> **Material supplied**
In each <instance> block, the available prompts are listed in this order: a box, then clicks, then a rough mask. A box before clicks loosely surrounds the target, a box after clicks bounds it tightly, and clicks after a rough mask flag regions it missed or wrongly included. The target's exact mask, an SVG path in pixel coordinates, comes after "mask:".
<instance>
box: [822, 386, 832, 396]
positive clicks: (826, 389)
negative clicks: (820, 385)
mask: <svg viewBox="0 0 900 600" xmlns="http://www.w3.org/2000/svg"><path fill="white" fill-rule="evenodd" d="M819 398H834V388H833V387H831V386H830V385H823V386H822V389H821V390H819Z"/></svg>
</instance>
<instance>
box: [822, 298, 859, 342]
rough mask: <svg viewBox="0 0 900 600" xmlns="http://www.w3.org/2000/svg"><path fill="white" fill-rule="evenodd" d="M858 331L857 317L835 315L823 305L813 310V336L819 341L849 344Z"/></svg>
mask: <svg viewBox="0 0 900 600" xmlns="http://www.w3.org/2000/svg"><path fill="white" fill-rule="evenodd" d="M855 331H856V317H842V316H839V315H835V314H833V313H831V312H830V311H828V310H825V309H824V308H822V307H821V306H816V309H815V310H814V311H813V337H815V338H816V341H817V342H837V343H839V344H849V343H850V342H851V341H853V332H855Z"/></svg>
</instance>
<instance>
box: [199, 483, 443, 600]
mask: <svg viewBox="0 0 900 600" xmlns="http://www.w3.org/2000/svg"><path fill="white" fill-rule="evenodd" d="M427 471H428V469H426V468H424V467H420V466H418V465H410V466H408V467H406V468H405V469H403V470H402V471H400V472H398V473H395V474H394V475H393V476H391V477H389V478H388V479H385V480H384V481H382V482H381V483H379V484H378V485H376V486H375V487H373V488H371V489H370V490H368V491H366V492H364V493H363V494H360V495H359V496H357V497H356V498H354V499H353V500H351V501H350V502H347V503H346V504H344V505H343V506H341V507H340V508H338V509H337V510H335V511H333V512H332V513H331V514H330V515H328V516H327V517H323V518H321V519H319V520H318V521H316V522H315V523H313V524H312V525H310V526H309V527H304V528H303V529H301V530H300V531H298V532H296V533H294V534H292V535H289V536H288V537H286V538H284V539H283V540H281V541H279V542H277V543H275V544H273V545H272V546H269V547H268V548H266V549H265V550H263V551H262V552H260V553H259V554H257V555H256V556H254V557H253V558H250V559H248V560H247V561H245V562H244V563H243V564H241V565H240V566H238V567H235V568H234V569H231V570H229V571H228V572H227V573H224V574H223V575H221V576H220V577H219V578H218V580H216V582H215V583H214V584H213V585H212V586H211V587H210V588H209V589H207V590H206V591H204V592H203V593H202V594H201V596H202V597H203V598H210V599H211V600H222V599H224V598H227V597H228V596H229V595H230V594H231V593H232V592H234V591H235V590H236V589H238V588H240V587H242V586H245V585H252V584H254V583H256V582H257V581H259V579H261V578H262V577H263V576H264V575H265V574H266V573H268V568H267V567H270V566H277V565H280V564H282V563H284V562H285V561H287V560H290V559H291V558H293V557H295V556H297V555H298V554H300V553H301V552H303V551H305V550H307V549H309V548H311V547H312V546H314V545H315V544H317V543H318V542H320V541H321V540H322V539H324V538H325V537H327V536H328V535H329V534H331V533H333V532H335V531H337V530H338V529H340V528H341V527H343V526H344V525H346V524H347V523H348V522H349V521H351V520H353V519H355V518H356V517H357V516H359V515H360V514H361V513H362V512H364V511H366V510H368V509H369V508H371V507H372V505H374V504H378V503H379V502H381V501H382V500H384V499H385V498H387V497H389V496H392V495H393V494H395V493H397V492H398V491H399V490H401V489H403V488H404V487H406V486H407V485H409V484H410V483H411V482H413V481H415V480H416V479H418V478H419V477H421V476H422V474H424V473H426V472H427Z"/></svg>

> **Job item**
Return every line from the beginning of the records through the line containing "positive clicks: (826, 389)", inclusive, reproducing each one verbatim.

> **Answer box**
In each <instance> block, the available prompts are listed in this order: a box, then clicks, then a rough mask. A box before clicks loosely surrounds the target, a box after clicks bounds it tightly, and clicks after a rough mask flag regions it missed or wrongly included. The target's exact mask, an SVG path in pixel coordinates, comes after "mask:".
<instance>
box: [822, 386, 832, 396]
positive clicks: (826, 389)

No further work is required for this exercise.